— START Given records —

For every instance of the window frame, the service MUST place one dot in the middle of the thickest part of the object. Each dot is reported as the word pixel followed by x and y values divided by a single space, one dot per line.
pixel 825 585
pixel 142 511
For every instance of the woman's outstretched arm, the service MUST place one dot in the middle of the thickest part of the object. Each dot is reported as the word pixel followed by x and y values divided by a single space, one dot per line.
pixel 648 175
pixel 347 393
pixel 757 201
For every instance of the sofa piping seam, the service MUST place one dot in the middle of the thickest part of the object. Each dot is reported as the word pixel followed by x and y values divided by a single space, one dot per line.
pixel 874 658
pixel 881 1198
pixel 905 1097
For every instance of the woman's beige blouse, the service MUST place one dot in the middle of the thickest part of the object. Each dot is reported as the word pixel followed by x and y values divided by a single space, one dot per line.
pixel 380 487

— END Given records —

Reproduce all of the items above, line by line, without changing a single character.

For every instance of the window frame, the service MUST place one dot in the middle of the thickest part of the object. Each dot is reported as the word pixel followed by x and y values divided by a single space, one dot per line.
pixel 825 585
pixel 142 511
For every instance of the woman's outstretched arm, the service MUST place one dot in the middle of the thickest part of the object. Each dot is reported as the word pixel followed by x and y values divided by a single space, one dot per line.
pixel 648 175
pixel 347 393
pixel 757 201
For every instance of the sofa piping seam, the service MUST place one dot in the middle of the thickest part of the object. Each dot is reported as the word pixel followed by x and y values divided by a single space, one dot per line.
pixel 874 658
pixel 881 1198
pixel 905 1097
For every instance of the woman's beige blouse, the service MUST place one dot in the middle of the thickest part of the object. Each dot is reported as the word pixel followed by x and y values divided by a single space, one dot per line.
pixel 380 487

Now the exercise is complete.